» GIVEN DATA
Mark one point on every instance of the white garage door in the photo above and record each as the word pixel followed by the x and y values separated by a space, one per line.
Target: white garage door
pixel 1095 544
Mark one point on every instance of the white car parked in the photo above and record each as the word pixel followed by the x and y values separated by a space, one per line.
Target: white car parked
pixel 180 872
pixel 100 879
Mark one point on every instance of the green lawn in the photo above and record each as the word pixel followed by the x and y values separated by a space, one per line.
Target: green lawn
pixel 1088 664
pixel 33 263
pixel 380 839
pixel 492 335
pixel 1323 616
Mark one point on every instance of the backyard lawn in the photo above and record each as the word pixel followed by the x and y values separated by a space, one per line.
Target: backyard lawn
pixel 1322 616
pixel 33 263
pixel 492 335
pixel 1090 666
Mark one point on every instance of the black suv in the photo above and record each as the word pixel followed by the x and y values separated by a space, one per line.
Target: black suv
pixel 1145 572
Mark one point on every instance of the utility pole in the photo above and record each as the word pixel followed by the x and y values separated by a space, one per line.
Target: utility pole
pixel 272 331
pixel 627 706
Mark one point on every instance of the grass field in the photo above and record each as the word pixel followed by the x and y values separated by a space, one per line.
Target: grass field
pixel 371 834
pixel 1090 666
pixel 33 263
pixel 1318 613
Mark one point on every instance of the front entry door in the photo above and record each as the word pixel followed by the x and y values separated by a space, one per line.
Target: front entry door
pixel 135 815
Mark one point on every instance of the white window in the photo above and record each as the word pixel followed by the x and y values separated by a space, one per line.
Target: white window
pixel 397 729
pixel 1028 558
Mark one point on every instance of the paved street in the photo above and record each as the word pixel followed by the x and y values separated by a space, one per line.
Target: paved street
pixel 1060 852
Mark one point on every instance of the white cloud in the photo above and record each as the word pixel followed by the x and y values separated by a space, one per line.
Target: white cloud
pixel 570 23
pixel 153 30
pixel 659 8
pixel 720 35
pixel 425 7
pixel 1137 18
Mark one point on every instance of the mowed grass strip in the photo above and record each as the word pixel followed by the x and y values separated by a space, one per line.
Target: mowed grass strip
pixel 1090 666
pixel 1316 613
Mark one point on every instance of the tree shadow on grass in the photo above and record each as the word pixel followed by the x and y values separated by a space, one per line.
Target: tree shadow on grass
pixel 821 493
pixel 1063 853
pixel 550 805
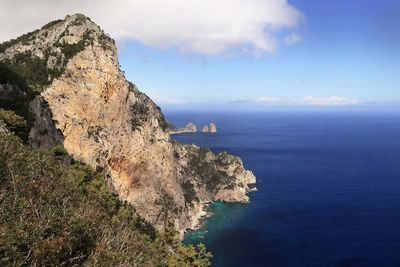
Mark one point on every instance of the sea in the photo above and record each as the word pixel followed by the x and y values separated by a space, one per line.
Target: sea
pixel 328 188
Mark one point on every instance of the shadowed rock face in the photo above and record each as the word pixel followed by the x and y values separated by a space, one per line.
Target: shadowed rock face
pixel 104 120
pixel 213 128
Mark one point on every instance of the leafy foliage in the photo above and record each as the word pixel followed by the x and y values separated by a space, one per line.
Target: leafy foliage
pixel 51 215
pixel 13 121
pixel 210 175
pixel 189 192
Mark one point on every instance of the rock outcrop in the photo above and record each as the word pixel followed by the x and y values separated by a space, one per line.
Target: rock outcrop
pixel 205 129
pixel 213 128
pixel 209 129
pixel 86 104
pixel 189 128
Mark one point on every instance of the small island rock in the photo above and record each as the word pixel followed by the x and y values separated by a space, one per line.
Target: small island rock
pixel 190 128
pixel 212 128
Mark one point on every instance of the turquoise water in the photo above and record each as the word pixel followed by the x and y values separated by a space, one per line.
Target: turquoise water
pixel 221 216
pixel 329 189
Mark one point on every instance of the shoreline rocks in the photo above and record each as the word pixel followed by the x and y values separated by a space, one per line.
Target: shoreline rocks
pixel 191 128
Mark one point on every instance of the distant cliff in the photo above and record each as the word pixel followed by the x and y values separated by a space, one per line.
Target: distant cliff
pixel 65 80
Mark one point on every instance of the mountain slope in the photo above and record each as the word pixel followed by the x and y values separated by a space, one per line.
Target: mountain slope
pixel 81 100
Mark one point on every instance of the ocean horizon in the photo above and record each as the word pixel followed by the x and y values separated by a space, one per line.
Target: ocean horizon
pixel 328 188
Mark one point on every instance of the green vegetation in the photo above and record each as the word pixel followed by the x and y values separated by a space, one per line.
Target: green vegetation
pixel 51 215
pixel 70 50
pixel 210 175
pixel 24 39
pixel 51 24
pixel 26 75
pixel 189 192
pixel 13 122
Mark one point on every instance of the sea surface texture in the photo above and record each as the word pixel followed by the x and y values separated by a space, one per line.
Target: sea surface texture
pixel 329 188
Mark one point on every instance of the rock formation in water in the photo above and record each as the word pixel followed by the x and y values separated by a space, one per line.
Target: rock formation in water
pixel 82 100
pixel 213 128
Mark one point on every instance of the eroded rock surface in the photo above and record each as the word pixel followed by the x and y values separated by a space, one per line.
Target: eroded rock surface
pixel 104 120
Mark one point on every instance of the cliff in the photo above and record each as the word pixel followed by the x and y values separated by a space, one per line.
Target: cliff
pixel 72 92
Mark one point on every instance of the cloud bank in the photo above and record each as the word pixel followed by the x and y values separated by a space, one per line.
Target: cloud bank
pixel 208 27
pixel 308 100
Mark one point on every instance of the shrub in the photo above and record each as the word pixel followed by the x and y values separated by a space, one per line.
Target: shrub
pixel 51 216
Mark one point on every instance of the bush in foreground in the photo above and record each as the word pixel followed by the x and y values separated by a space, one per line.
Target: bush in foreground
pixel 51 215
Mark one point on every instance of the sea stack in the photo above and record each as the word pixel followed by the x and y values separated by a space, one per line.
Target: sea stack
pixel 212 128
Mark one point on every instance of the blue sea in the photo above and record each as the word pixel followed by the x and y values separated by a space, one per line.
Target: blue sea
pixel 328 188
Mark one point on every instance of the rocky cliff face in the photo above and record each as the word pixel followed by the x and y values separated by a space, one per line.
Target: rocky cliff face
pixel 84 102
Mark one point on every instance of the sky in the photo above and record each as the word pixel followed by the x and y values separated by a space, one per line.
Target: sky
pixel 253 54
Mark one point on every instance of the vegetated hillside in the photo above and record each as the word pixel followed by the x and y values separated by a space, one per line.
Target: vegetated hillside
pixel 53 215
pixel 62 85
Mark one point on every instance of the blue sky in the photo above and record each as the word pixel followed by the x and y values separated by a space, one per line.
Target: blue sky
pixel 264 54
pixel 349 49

...

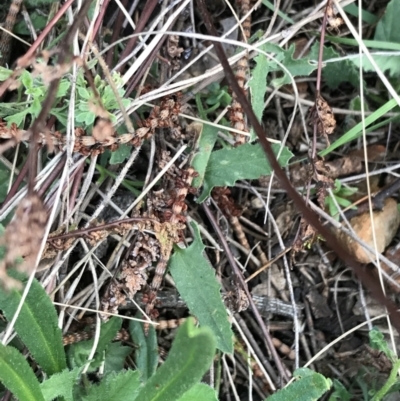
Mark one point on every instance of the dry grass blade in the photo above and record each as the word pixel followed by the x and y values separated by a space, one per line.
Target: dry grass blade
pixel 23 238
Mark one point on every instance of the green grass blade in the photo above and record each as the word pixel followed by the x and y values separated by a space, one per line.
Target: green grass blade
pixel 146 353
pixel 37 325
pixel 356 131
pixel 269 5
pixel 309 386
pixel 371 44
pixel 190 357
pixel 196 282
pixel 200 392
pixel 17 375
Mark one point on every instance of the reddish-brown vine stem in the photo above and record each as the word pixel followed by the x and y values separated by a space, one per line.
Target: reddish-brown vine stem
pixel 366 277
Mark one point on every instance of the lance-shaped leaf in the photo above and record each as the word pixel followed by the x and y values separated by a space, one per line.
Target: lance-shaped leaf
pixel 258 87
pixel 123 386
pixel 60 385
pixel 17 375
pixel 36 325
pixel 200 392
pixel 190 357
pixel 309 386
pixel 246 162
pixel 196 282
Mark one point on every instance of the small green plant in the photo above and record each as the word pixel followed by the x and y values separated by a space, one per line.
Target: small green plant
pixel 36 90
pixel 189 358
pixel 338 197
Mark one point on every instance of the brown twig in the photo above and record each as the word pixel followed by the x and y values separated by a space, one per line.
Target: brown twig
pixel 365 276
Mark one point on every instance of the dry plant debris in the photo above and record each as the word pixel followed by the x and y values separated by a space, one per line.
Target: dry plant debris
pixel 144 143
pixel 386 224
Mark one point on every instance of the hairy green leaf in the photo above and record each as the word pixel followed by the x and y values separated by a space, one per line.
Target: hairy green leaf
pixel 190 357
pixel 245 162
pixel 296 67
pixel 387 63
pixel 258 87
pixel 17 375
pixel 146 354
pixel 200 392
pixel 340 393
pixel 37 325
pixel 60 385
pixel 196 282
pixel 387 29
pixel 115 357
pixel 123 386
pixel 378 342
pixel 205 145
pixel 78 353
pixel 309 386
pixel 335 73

» GIVEN TASK
Recast the lines of the records from the one containing "Mark one point on every instance of the sky" through the one containing "pixel 253 54" as a numbered list, leaving out any blank lines.

» EXPECTED ANSWER
1. Mark one point on every instance of the sky in the photo above and record each as the word pixel followed by the x and y values separated by a space, one per line.
2. Target: sky
3. pixel 253 54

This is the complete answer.